> [WHAT YOU NEED TO DO]
Could you transcribe all of the data word for word?

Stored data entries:

*** Begin section ***

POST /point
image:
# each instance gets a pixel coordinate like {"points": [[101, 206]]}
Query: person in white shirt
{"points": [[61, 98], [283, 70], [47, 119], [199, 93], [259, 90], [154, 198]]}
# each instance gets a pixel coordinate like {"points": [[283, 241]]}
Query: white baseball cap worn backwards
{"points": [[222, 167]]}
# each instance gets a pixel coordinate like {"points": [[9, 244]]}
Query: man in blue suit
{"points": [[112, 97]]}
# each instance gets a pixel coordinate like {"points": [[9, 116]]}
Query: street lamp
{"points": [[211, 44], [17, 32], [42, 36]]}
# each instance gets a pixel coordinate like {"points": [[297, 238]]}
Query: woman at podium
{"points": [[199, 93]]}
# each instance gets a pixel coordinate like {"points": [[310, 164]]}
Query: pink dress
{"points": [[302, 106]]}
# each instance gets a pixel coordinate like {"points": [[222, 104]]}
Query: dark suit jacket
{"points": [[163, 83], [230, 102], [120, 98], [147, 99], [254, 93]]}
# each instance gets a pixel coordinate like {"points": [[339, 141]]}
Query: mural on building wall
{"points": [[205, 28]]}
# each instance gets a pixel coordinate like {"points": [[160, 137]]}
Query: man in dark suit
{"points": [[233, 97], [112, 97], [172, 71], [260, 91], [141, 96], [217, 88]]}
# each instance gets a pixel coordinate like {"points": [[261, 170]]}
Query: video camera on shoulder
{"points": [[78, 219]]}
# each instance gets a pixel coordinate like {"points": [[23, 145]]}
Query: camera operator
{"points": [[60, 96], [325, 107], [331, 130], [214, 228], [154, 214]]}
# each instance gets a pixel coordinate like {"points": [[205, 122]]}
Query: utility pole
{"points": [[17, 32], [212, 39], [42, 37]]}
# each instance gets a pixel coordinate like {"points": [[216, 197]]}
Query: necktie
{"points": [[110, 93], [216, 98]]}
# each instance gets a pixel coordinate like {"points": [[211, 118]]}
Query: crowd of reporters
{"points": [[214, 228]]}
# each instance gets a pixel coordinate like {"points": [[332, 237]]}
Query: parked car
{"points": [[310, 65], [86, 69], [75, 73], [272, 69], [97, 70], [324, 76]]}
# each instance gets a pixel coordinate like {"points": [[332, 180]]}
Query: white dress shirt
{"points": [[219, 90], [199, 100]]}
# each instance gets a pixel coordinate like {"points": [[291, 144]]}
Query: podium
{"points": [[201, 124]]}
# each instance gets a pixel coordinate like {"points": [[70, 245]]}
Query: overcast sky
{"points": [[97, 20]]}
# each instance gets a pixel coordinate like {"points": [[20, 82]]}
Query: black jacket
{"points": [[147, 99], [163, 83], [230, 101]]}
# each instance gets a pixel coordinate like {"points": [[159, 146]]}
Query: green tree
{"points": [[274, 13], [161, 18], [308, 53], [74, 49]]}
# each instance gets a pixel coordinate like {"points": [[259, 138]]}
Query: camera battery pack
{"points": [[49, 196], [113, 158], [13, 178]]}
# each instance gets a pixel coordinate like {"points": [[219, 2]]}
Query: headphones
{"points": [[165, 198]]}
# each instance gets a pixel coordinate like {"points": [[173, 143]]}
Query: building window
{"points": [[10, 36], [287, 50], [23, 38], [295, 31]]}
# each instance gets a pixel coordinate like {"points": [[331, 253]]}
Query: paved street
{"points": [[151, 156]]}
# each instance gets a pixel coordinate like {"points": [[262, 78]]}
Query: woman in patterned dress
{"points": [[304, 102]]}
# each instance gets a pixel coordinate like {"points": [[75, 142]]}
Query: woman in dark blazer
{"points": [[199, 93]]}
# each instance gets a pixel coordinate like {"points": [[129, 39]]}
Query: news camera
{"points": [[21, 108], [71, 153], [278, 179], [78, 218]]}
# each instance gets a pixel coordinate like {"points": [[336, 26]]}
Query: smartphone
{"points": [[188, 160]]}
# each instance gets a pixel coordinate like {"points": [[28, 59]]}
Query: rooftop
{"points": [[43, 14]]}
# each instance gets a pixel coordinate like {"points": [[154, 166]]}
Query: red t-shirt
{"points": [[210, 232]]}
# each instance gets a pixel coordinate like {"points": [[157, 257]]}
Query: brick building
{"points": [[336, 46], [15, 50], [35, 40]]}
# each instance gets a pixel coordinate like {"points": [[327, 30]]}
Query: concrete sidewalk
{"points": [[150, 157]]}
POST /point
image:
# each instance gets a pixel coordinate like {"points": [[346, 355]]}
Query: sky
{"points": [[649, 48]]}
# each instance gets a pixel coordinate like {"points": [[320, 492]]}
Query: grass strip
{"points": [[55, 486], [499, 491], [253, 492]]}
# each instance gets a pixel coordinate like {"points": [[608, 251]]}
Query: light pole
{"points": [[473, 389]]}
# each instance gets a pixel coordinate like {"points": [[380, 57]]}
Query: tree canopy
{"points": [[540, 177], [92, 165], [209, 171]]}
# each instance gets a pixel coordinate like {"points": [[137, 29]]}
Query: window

*** End section ***

> [EXERCISE SOLUTION]
POST /point
image:
# each instance gets a pixel coordinate like {"points": [[101, 206]]}
Query: person in white shirt
{"points": [[61, 98], [283, 70], [47, 119], [199, 93], [259, 90], [154, 198]]}
# each instance gets a pixel coordinate like {"points": [[283, 241]]}
Query: white baseball cap worn backwards
{"points": [[222, 167]]}
# each instance gets a pixel coordinate like {"points": [[9, 244]]}
Query: man in blue suit
{"points": [[112, 97]]}
# each instance gets a pixel coordinate like {"points": [[9, 116]]}
Query: street lamp
{"points": [[211, 44], [17, 32], [42, 36]]}
# each instance gets a pixel coordinate like {"points": [[297, 238]]}
Query: woman at podium
{"points": [[199, 93]]}
# each instance gets a pixel coordinate like {"points": [[310, 164]]}
Query: pink dress
{"points": [[302, 106]]}
# each instance gets a pixel coordinate like {"points": [[222, 104]]}
Query: dark suit jacket
{"points": [[163, 83], [230, 102], [120, 98], [147, 99], [254, 93]]}
# each instance gets a pixel coordinate like {"points": [[339, 141]]}
Query: mural on building wall
{"points": [[205, 28]]}
# each instance gets a pixel coordinate like {"points": [[160, 137]]}
Query: man in dark suit
{"points": [[233, 97], [112, 97], [172, 71], [260, 91], [141, 96], [217, 88]]}
# each instance gets a pixel coordinate like {"points": [[261, 170]]}
Query: video camera on shoulder
{"points": [[78, 219]]}
# each instance gets a pixel coordinate like {"points": [[23, 145]]}
Query: camera operator
{"points": [[60, 96], [325, 107], [331, 130], [214, 228], [154, 214]]}
# each instance gets a pixel coordinate like {"points": [[205, 122]]}
Query: utility pole
{"points": [[17, 32], [212, 39], [42, 37]]}
# each instance gets a pixel coordinate like {"points": [[216, 197]]}
Query: necktie
{"points": [[110, 93], [216, 98]]}
# each instance gets a pixel coordinate like {"points": [[211, 118]]}
Query: crowd of reporters
{"points": [[214, 228]]}
# each instance gets a pixel coordinate like {"points": [[332, 237]]}
Query: parked car
{"points": [[310, 65], [86, 69], [75, 73], [272, 69], [97, 70], [324, 76]]}
# each instance gets a pixel coordinate like {"points": [[332, 180]]}
Query: white dress shirt
{"points": [[219, 90], [199, 100]]}
# each instance gets a pixel coordinate like {"points": [[291, 144]]}
Query: podium
{"points": [[201, 124]]}
# each instance gets a pixel coordinate like {"points": [[70, 245]]}
Query: overcast sky
{"points": [[97, 20]]}
# each instance gets a pixel coordinate like {"points": [[20, 82]]}
Query: black jacket
{"points": [[147, 99], [163, 83], [230, 101]]}
# each instance gets a pixel coordinate like {"points": [[159, 146]]}
Query: green tree
{"points": [[274, 13], [161, 18], [308, 53], [74, 49]]}
# each instance gets a pixel coordinate like {"points": [[259, 138]]}
Query: camera battery pack
{"points": [[49, 196], [113, 158], [13, 178]]}
# each instance gets a pixel coordinate like {"points": [[219, 2]]}
Query: headphones
{"points": [[165, 198]]}
# each instance gets a pixel coordinate like {"points": [[173, 143]]}
Query: building window
{"points": [[10, 36], [287, 50], [23, 38], [295, 31]]}
# each instance gets a pixel coordinate like {"points": [[331, 253]]}
Query: paved street
{"points": [[151, 156]]}
# each instance gets a pixel coordinate like {"points": [[262, 78]]}
Query: woman in patterned dress
{"points": [[304, 102]]}
# each instance gets a pixel coordinate like {"points": [[75, 142]]}
Query: woman in dark blazer
{"points": [[199, 93]]}
# each instance gets a pixel coordinate like {"points": [[129, 39]]}
Query: news camera
{"points": [[21, 108], [71, 153], [278, 179], [78, 218]]}
# each instance gets a pixel coordinate like {"points": [[336, 26]]}
Query: smartphone
{"points": [[188, 160]]}
# each instance gets a pixel coordinate like {"points": [[28, 59]]}
Query: rooftop
{"points": [[43, 14]]}
# each instance gets a pixel coordinate like {"points": [[154, 166]]}
Query: red t-shirt
{"points": [[210, 232]]}
# each instance gets a pixel coordinate like {"points": [[157, 257]]}
Query: brick building
{"points": [[336, 46], [15, 50], [35, 40]]}
# each instance gets a pixel coordinate like {"points": [[327, 30]]}
Query: concrete sidewalk
{"points": [[150, 157]]}
POST /point
image:
# each instance gets a pixel coordinate like {"points": [[346, 355]]}
Query: sky
{"points": [[649, 48]]}
# each instance gets a pixel coordinate like {"points": [[320, 492]]}
Query: grass strip
{"points": [[55, 486], [499, 491], [253, 492]]}
# each instance gets a pixel coordinate like {"points": [[608, 251]]}
Query: light pole
{"points": [[473, 389]]}
# each instance gets a pixel coordinate like {"points": [[380, 57]]}
Query: tree canopy
{"points": [[540, 177], [92, 165], [209, 171]]}
# each instance gets a pixel coordinate like {"points": [[137, 29]]}
Query: window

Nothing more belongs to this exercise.